PROBLEM REQUIREMENTS: Make a verbatim copy of all the records. Skip every image.

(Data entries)
◇ ◇ ◇ ◇

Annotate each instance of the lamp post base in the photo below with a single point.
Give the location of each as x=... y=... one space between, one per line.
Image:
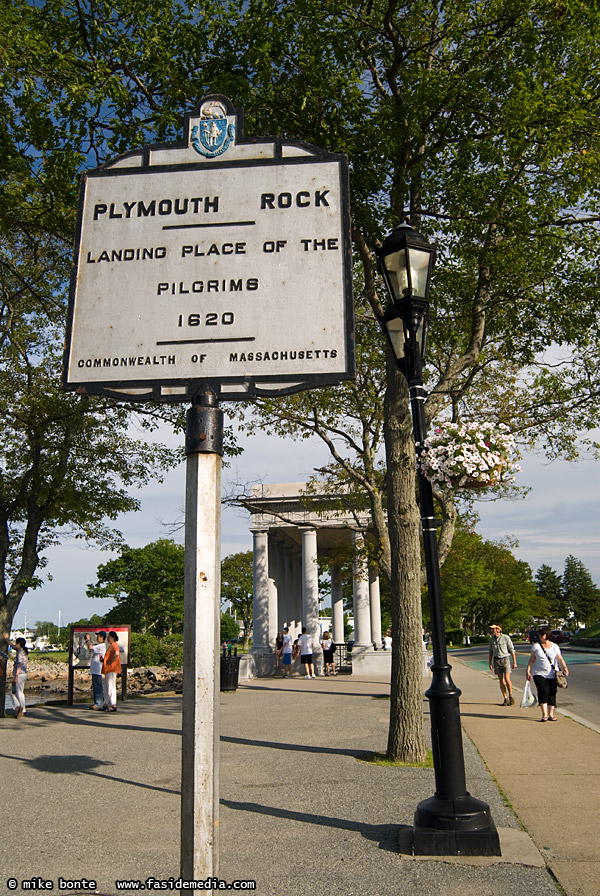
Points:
x=458 y=827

◇ ◇ ◇ ◇

RESPONSE:
Annotate each instance of the lamp post base in the photo below with a single point.
Give the location of each as x=... y=... one space between, one per line.
Image:
Points:
x=458 y=827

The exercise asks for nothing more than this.